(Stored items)
********
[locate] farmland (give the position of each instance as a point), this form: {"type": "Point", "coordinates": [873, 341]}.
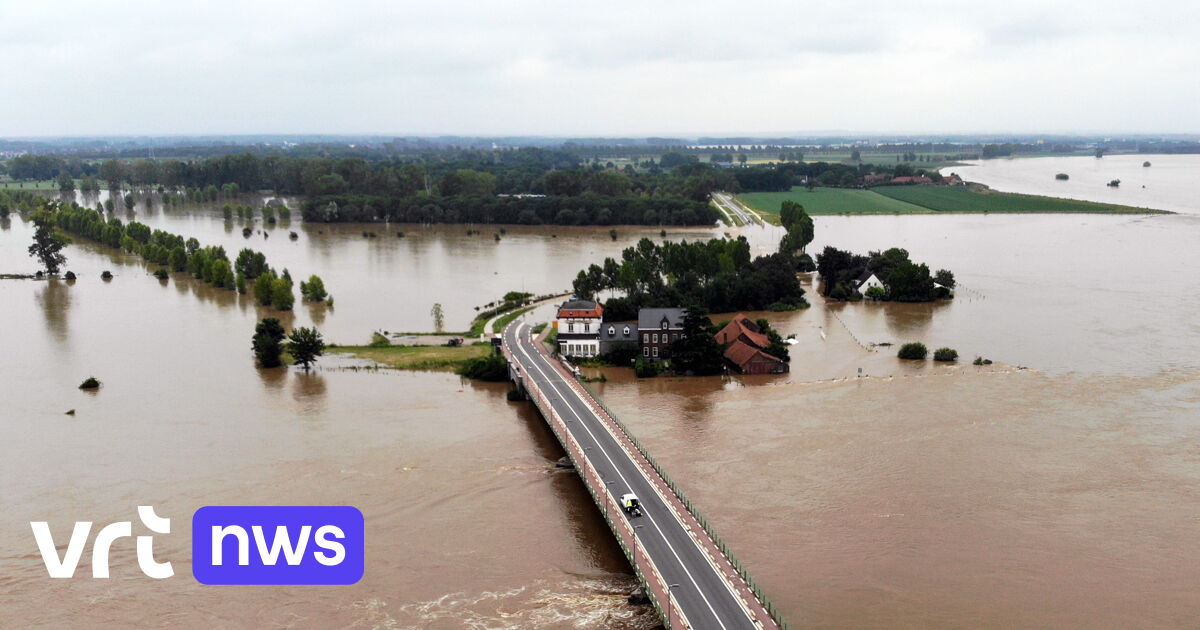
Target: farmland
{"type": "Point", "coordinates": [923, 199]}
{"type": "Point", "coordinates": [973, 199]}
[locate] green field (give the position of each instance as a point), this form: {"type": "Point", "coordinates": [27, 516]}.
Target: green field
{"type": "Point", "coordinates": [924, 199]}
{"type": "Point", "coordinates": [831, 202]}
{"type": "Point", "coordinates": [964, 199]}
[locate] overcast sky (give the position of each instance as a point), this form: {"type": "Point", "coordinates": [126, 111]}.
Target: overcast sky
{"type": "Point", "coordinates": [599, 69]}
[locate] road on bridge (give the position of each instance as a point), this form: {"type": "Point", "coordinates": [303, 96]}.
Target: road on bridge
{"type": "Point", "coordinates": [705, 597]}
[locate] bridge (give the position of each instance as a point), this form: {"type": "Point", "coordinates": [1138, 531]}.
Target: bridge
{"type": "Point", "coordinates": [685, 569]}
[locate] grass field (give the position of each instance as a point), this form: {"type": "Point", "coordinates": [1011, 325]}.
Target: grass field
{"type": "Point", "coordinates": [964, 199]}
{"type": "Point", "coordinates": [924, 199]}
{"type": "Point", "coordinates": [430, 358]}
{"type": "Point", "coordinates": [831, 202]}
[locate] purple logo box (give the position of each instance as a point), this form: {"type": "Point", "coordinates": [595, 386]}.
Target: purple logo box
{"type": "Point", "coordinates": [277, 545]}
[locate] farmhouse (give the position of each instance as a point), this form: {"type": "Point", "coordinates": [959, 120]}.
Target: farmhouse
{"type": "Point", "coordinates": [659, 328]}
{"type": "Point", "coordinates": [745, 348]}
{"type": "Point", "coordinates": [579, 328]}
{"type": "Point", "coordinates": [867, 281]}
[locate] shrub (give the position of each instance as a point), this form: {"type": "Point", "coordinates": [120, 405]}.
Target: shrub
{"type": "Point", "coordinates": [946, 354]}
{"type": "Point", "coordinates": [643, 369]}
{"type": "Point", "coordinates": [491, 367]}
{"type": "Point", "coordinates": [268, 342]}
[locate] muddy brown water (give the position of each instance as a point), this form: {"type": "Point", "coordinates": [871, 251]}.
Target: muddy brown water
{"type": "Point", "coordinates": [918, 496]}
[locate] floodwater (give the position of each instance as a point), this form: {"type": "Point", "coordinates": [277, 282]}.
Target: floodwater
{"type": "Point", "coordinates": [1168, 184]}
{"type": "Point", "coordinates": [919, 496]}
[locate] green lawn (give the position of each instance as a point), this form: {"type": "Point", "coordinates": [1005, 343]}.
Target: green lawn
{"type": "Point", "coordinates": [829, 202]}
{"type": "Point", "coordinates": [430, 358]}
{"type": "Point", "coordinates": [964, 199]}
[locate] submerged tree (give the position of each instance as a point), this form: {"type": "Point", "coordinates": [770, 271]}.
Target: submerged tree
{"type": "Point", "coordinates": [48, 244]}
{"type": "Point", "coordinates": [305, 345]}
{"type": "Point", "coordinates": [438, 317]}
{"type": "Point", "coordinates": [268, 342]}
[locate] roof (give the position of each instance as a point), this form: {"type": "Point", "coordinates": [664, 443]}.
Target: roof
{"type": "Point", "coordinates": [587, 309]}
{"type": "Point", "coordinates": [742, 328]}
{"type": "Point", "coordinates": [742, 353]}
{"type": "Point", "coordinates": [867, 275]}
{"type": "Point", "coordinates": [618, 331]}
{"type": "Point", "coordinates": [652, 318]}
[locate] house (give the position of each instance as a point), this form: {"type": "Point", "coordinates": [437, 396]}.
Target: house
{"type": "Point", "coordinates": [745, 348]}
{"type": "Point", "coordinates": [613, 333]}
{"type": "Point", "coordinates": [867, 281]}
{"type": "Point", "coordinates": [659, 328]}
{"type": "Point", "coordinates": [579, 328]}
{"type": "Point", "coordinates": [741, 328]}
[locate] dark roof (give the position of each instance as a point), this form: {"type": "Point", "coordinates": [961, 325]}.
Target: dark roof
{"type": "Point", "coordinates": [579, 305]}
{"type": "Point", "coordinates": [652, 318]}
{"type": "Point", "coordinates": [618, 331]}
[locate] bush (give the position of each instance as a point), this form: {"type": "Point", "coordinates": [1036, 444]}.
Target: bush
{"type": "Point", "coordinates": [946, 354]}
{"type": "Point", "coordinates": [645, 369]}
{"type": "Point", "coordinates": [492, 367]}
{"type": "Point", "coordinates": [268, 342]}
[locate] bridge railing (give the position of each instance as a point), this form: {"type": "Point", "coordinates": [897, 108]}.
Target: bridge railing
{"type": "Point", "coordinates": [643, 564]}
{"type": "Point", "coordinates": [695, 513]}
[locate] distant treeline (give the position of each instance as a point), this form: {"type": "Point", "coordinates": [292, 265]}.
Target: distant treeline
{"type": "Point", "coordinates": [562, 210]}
********
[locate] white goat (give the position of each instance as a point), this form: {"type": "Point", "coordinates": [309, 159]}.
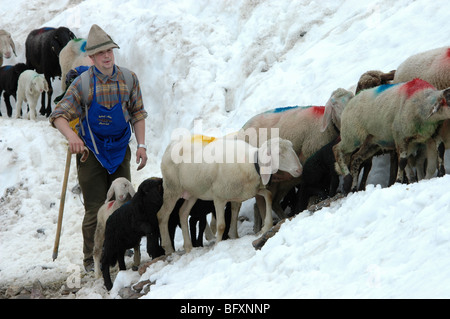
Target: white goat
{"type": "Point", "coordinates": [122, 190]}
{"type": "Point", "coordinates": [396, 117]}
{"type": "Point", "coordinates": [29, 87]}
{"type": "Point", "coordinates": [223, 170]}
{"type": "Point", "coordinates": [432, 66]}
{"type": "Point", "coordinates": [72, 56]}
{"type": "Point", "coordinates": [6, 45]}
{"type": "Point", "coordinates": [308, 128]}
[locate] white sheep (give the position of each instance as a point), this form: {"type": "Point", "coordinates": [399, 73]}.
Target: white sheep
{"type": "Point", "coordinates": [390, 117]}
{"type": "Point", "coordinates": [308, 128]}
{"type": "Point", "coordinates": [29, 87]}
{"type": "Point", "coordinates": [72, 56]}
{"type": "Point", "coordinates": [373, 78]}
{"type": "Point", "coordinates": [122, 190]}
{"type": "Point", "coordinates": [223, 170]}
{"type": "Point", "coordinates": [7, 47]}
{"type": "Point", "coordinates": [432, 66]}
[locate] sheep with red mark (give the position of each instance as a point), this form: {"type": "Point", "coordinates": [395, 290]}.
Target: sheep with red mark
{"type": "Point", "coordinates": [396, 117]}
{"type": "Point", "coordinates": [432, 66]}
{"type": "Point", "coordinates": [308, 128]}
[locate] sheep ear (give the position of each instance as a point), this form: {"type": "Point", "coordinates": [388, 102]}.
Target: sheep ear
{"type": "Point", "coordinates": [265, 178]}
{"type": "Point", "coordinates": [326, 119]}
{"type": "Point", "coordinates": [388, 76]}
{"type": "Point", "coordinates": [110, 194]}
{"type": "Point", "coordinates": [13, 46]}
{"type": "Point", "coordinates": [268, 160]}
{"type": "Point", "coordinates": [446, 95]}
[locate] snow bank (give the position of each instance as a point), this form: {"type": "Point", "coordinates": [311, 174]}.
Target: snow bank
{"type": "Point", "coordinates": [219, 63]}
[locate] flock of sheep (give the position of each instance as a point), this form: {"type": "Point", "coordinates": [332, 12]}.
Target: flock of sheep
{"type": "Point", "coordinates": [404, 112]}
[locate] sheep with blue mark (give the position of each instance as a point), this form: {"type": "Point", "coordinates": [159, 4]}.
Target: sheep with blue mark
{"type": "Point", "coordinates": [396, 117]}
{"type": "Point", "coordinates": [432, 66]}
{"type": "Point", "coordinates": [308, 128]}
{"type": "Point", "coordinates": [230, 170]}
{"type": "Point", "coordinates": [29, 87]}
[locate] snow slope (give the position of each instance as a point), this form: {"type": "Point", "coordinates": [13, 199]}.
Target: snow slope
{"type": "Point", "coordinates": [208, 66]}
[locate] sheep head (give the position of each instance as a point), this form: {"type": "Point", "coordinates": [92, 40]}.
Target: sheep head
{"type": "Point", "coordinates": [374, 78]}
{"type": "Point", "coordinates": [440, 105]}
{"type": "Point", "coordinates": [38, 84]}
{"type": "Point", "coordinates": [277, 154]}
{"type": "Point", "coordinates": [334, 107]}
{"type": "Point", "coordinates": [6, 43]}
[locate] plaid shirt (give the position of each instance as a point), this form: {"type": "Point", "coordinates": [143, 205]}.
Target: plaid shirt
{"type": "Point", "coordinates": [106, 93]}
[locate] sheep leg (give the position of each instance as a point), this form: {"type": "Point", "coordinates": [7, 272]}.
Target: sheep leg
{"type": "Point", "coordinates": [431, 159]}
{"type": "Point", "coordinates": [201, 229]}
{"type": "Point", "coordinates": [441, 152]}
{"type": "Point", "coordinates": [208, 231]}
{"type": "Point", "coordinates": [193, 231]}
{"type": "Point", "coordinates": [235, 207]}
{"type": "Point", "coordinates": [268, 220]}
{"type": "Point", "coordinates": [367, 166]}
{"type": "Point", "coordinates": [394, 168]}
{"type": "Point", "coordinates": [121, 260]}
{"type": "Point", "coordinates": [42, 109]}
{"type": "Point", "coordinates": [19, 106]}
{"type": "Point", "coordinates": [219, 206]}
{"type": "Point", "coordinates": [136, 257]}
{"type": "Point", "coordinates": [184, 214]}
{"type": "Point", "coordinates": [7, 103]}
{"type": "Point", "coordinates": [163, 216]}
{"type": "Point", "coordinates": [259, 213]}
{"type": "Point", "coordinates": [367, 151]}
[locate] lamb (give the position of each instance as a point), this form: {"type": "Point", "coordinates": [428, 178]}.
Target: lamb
********
**TASK TO COMPLETE:** Beginning at the line above that contains "[locate] farmland (give", repeat each line exactly through the one that contains "[locate] grass field", and leave out the pictures.

**SOLVED EXERCISE:**
[locate] farmland (give the position of each instance as a point), this form: {"type": "Point", "coordinates": [873, 341]}.
Target: farmland
{"type": "Point", "coordinates": [923, 199]}
{"type": "Point", "coordinates": [973, 199]}
[locate] green field (give the position of each instance as a point), this form: {"type": "Point", "coordinates": [27, 516]}.
Target: green field
{"type": "Point", "coordinates": [924, 199]}
{"type": "Point", "coordinates": [831, 202]}
{"type": "Point", "coordinates": [964, 199]}
[locate] overcast sky (give the position of each instance as a point), this form: {"type": "Point", "coordinates": [126, 111]}.
Target: overcast sky
{"type": "Point", "coordinates": [599, 69]}
[locate] road on bridge (give the position of each instance as a point), this form: {"type": "Point", "coordinates": [303, 96]}.
Target: road on bridge
{"type": "Point", "coordinates": [705, 597]}
[locate] bridge (give the position of each instance as a point), this form: {"type": "Point", "coordinates": [1138, 531]}.
Target: bridge
{"type": "Point", "coordinates": [685, 569]}
[locate] grass field (give the position of each instance as a point), this form: {"type": "Point", "coordinates": [1011, 325]}.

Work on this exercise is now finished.